Extracted data entries
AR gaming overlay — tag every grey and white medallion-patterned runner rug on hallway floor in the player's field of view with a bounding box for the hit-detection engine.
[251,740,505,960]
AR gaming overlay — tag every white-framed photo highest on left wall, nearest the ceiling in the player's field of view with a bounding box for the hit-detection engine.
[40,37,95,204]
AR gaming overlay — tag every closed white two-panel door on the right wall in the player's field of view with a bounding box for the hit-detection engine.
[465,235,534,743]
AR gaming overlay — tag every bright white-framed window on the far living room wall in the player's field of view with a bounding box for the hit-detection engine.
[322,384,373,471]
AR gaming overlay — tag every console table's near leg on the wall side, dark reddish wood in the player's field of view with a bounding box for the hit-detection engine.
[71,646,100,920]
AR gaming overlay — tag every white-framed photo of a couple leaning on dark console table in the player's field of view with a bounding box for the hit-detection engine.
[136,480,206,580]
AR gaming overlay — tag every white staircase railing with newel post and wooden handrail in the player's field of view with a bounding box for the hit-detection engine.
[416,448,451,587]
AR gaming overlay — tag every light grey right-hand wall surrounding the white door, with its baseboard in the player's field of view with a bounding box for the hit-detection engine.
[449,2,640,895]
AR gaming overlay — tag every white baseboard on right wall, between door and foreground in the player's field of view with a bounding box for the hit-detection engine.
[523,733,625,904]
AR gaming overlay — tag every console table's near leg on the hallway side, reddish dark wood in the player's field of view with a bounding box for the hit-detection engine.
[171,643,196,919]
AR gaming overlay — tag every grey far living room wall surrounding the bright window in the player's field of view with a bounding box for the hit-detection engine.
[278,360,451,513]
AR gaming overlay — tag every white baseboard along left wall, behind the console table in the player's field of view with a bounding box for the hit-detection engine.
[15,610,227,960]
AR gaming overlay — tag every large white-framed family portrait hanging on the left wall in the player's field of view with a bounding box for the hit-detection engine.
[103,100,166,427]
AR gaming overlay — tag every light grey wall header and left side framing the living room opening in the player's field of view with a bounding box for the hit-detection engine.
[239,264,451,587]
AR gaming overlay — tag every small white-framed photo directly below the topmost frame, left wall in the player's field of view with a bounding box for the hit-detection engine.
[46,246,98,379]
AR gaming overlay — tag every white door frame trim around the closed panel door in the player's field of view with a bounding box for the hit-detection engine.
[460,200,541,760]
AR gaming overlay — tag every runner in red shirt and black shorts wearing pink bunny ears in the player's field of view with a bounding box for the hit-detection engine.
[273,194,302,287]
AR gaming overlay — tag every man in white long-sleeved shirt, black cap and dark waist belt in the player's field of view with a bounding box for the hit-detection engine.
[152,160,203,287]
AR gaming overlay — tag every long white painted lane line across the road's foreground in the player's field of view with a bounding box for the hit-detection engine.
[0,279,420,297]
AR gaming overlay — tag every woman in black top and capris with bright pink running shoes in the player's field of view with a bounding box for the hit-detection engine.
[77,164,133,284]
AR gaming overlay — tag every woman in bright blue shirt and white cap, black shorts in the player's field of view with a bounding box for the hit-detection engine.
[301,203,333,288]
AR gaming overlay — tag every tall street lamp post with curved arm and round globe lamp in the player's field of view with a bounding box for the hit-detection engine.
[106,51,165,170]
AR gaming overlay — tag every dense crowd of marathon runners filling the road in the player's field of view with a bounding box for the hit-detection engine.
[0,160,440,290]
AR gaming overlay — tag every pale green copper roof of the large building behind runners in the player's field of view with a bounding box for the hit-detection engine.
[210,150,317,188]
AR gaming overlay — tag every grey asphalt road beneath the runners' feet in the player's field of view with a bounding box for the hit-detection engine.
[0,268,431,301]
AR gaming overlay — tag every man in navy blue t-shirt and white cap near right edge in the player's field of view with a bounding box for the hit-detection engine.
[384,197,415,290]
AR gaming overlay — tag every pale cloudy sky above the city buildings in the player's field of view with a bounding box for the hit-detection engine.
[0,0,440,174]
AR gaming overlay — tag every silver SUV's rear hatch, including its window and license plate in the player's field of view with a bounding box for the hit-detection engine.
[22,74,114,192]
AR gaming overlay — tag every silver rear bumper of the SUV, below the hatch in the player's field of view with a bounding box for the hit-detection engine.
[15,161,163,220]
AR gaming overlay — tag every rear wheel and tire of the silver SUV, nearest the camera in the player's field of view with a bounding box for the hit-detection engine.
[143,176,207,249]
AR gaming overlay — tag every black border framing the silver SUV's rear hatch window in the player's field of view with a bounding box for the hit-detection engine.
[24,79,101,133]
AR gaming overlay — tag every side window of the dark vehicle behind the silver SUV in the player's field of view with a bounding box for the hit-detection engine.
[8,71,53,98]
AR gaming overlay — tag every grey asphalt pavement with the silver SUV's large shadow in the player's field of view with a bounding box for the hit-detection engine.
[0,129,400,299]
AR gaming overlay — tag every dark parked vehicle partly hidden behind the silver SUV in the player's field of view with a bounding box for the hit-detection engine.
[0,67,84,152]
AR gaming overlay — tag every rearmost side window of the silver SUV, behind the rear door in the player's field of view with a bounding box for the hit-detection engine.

» **EXERCISE BRIEF**:
Set down the data once more, exactly as shown above.

» **RESULT BELOW**:
AR gaming overlay — tag every grey and white medallion-patterned runner rug on hallway floor in the player's field of view with a bounding box for the hit-detection engine.
[251,740,505,960]
AR gaming overlay — tag every white-framed photo highest on left wall, nearest the ceiling in the player's field of view with a bounding box for the hit-detection engine.
[40,37,95,204]
AR gaming overlay — tag every closed white two-panel door on the right wall in the player's field of view with a bounding box for the hit-detection engine.
[465,235,534,743]
AR gaming overlay — tag every bright white-framed window on the far living room wall in the player's field of view with a bounding box for the hit-detection engine.
[322,384,373,471]
AR gaming overlay — tag every console table's near leg on the wall side, dark reddish wood in the player's field of view with a bounding box for the hit-detection engine.
[71,646,100,920]
AR gaming overlay — tag every white-framed photo of a couple leaning on dark console table in the player's field of view with a bounding box for the hit-detection engine.
[136,480,206,580]
AR gaming overlay — tag every white staircase railing with newel post and wooden handrail in the player's field of view with a bounding box for the hit-detection engine.
[416,448,451,587]
AR gaming overlay — tag every light grey right-hand wall surrounding the white door, with its baseboard in the player's field of view with a bounding box for the hit-detection engine.
[449,2,640,895]
AR gaming overlay — tag every white baseboard on right wall, between door and foreground in the player's field of view with a bounding box for the hit-detection engine.
[523,733,625,904]
AR gaming overlay — tag every console table's near leg on the hallway side, reddish dark wood in the player's field of view with a bounding box for the hit-detection engine.
[171,643,196,919]
AR gaming overlay — tag every grey far living room wall surrounding the bright window in the player's field of view with a bounding box for the hit-detection engine.
[278,360,451,513]
AR gaming overlay — tag every white baseboard along left wall, behind the console table in the player's field of view with a bounding box for the hit-detection engine.
[15,610,227,960]
AR gaming overlay — tag every large white-framed family portrait hanging on the left wall in the player's field of view with a bounding box for the hit-detection engine.
[103,100,166,427]
AR gaming overlay — tag every light grey wall header and left side framing the living room opening in the player's field of view with a bounding box for the hit-detection engine.
[239,264,451,587]
AR gaming overlay — tag every small white-framed photo directly below the topmost frame, left wall in the player's field of view with a bounding box for the hit-detection engine.
[46,246,98,379]
AR gaming overlay — tag every white door frame trim around the closed panel door in the player's field of view with a bounding box for the hit-detection engine.
[460,200,541,760]
AR gaming overlay — tag every runner in red shirt and black shorts wearing pink bunny ears in the player's field of view with a bounding box for the hit-detection engine.
[273,194,302,287]
AR gaming overlay — tag every man in white long-sleeved shirt, black cap and dark waist belt in the player's field of view with a bounding box for the hit-detection engine.
[152,160,203,287]
AR gaming overlay — tag every long white painted lane line across the road's foreground in the player's field of view with a bounding box for the hit-detection engine.
[0,279,420,297]
AR gaming overlay — tag every woman in black top and capris with bright pink running shoes in the player's field of view with a bounding box for the hit-detection engine.
[77,164,133,284]
AR gaming overlay — tag every woman in bright blue shirt and white cap, black shorts in the player's field of view with a bounding box for the hit-detection engine.
[301,203,333,288]
AR gaming overlay — tag every tall street lamp post with curved arm and round globe lamp in the player's field of view with a bounding box for the hit-detection engine.
[106,51,165,170]
AR gaming overlay — tag every dense crowd of marathon runners filling the road in the player's field of view with a bounding box for the hit-detection engine.
[0,160,440,290]
AR gaming overlay — tag every pale green copper roof of the large building behind runners in the player's field of view with a bounding box for the hit-detection engine.
[210,150,317,188]
AR gaming overlay — tag every grey asphalt road beneath the runners' feet in the player's field of view with a bounding box for the hit-detection engine.
[0,268,431,301]
AR gaming overlay — tag every man in navy blue t-shirt and white cap near right edge in the player's field of view with a bounding box for the hit-detection engine.
[384,197,415,290]
AR gaming overlay — tag every pale cloudy sky above the city buildings in the player's field of view with a bounding box for the hit-detection engine.
[0,0,440,174]
AR gaming overlay — tag every silver SUV's rear hatch, including its window and license plate in the player's field of view with a bounding box for the hit-detection engine.
[22,74,114,192]
AR gaming overlay — tag every silver rear bumper of the SUV, below the hatch in the player's field of view with a bounding box for the hit-detection engine.
[15,161,163,220]
AR gaming overlay — tag every rear wheel and tire of the silver SUV, nearest the camera in the player's field of view with a bounding box for the hit-detection engine.
[143,176,207,249]
AR gaming overlay — tag every black border framing the silver SUV's rear hatch window in the player's field of view with a bounding box for the hit-detection engine.
[24,79,101,133]
AR gaming overlay — tag every side window of the dark vehicle behind the silver SUV in the player's field of view with a bounding box for the hit-detection engine.
[8,71,53,98]
AR gaming overlay — tag every grey asphalt pavement with the silver SUV's large shadow in the player's field of view with a bounding box for the hit-detection engine.
[0,129,400,299]
AR gaming overlay — tag every dark parked vehicle partly hidden behind the silver SUV in the player's field of view with a bounding box for the hit-detection engine.
[0,67,84,152]
AR gaming overlay — tag every rearmost side window of the silver SUV, behind the rear door in the player's field of view with a bounding box for the hit-detection engine.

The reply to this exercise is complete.